Referring expression pointing data:
---

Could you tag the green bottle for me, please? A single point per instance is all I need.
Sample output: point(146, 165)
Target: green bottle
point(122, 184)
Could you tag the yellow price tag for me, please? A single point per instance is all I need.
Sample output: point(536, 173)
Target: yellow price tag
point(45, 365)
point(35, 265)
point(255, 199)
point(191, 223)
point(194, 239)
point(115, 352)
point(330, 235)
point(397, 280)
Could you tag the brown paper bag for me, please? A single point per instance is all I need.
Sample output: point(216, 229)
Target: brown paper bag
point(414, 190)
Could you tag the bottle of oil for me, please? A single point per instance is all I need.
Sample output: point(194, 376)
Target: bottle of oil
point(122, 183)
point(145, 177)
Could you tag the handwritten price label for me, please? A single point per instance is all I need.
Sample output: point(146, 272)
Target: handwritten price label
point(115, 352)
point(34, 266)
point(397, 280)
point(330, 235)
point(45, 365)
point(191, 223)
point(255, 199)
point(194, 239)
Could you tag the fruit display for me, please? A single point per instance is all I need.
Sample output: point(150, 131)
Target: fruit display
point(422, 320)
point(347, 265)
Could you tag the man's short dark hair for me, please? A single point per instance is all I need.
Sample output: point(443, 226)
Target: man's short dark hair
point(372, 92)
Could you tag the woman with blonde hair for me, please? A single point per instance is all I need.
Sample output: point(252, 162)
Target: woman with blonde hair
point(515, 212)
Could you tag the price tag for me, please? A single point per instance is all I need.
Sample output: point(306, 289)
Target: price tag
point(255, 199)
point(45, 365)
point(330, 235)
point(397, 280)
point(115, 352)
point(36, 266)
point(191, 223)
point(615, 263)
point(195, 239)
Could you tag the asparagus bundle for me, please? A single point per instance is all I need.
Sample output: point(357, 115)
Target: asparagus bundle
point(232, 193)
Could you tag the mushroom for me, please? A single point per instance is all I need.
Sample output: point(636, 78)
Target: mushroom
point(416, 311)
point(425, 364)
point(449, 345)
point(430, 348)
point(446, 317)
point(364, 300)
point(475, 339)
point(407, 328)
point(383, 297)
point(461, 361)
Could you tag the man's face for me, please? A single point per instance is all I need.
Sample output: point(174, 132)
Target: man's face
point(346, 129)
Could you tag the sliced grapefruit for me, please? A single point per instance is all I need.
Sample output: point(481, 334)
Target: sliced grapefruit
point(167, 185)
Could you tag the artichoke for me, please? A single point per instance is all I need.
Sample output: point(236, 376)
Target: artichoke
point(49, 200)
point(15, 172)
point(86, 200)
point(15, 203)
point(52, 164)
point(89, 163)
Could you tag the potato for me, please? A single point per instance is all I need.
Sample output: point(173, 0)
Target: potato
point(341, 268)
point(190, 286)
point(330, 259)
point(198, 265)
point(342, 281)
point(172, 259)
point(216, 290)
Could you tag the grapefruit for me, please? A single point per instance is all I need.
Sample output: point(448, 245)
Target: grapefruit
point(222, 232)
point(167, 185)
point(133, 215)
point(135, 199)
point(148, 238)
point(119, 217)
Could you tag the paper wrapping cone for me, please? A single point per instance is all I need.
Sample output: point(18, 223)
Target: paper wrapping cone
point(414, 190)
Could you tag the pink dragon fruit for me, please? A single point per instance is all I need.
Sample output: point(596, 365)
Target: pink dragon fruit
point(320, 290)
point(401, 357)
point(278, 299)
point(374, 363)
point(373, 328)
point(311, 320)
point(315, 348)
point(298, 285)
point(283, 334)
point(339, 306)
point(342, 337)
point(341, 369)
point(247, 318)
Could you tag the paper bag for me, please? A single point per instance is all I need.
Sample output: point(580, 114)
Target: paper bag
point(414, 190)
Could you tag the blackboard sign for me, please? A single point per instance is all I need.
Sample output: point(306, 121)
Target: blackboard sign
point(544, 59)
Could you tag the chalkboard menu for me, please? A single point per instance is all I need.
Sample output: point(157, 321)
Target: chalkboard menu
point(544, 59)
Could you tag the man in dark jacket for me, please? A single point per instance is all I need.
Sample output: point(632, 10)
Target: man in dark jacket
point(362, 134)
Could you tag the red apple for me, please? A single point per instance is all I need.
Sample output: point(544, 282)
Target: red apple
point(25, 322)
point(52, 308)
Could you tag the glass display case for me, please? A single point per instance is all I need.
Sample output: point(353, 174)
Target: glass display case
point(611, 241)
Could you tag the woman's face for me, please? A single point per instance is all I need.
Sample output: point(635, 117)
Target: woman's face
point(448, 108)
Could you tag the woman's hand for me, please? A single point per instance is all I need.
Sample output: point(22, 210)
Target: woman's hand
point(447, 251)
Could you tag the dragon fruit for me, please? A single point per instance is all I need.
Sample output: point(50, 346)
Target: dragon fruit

---

Write every line of the entries again, word for word.

## SOLUTION TO THE PROBLEM:
Could you tag the green bottle for me, please? A single point per instance is all I need.
Sample output: point(146, 165)
Target: green bottle
point(122, 184)
Could you tag the yellow price tag for me, please? A single point per instance is all I need.
Sample output: point(536, 173)
Target: yellow price tag
point(45, 365)
point(35, 265)
point(255, 199)
point(191, 223)
point(194, 239)
point(115, 352)
point(330, 235)
point(397, 280)
Could you tag the brown paper bag for me, please? A single point per instance is all I need.
Sample output: point(216, 229)
Target: brown paper bag
point(414, 190)
Could you tag the bottle of oil for me, please? A single point per instance is all I need.
Sample output: point(194, 376)
Target: bottle of oil
point(122, 183)
point(145, 177)
Could you tag the handwritten price label for me, please? A single point per instance is all I need.
Sample output: point(146, 272)
Target: handwritten price label
point(115, 352)
point(34, 266)
point(397, 280)
point(330, 235)
point(45, 365)
point(191, 223)
point(255, 199)
point(194, 239)
Could you tag the fruit display for me, please? A single point per instance is all I need.
Sample output: point(150, 131)
Target: fruit display
point(422, 320)
point(347, 265)
Could you tag the man's short dark hair for me, please? A single point per instance is all I need.
Sample output: point(443, 226)
Target: man's short dark hair
point(372, 92)
Could you tag the woman with blonde hair for me, please? A single point per instance is all I need.
Sample output: point(252, 162)
Target: woman with blonde hair
point(515, 212)
Could you tag the price tag for me, please? A single point per instance is all I need.
Sample output: point(306, 289)
Target: price tag
point(255, 199)
point(45, 365)
point(330, 235)
point(397, 280)
point(115, 352)
point(36, 266)
point(191, 223)
point(615, 263)
point(195, 239)
Could you tag the asparagus bundle for me, please? A single point per instance is all I need.
Sample output: point(357, 115)
Target: asparagus bundle
point(232, 193)
Could you tag the mushroom for me, please? A single point per instance is all I need.
Sample output: point(636, 78)
Target: mushroom
point(416, 311)
point(425, 364)
point(449, 345)
point(430, 348)
point(446, 317)
point(364, 300)
point(475, 339)
point(407, 328)
point(383, 297)
point(461, 361)
Could you tag the man's face for me, please? A single point per instance is all I need.
Sample output: point(174, 132)
Target: man's face
point(346, 129)
Could you tag the sliced grapefruit for me, please? A single point per instance is all I need.
Sample output: point(481, 334)
Target: sliced grapefruit
point(167, 185)
Could you tag the artichoke for me, please? A single point per instance is all I need.
Sample output: point(236, 376)
Target: artichoke
point(49, 200)
point(15, 172)
point(86, 200)
point(15, 203)
point(52, 164)
point(89, 163)
Could you tag the potato for me, please? A single point per instance is all I need.
Sample output: point(173, 0)
Target: potato
point(341, 268)
point(190, 286)
point(330, 259)
point(198, 265)
point(342, 281)
point(172, 259)
point(216, 290)
Could you tag the grapefruit for me, please? A single point per instance is all I need.
Sample output: point(448, 245)
Target: grapefruit
point(222, 232)
point(167, 185)
point(133, 215)
point(135, 199)
point(148, 238)
point(119, 217)
Could you tag the paper wrapping cone for me, please? A single point per instance is all I need.
Sample output: point(18, 223)
Target: paper wrapping cone
point(414, 190)
Could you tag the pink dragon fruit for me, please? A single point per instance is all I need.
Sample output: point(596, 365)
Target: pink dragon fruit
point(320, 290)
point(401, 357)
point(278, 299)
point(374, 363)
point(373, 328)
point(311, 320)
point(315, 348)
point(298, 285)
point(283, 334)
point(339, 306)
point(342, 337)
point(341, 369)
point(247, 318)
Could you tag the paper bag for me, please? A single point per instance is all I need.
Sample output: point(580, 114)
Target: paper bag
point(414, 190)
Could you tag the blackboard sign for me, please? A single point per instance is all I need.
Sample output: point(306, 121)
Target: blackboard sign
point(544, 59)
Could you tag the chalkboard menu for me, please? A single point per instance is all I need.
Sample output: point(157, 321)
Target: chalkboard menu
point(544, 59)
Could you tag the man in dark jacket for me, please? A single point per instance is all I need.
Sample output: point(632, 10)
Target: man in dark jacket
point(362, 134)
Could you tag the red apple for me, please? A single point per instance is all I need.
Sample output: point(544, 282)
Target: red apple
point(25, 322)
point(52, 308)
Could you tag the glass display case for me, please? A single point per instance is all I need.
Sample output: point(353, 174)
Target: glass display case
point(611, 241)
Could you tag the woman's face for me, please? A single point per instance is all I need.
Sample output: point(635, 117)
Target: woman's face
point(448, 108)
Could you tag the woman's hand for me, please? A single point per instance is all I need.
Sample output: point(22, 210)
Target: woman's hand
point(447, 251)
Could you tag the dragon fruit for me, please? A single point per instance is all I need.
Sample output: point(50, 346)
Target: dragon fruit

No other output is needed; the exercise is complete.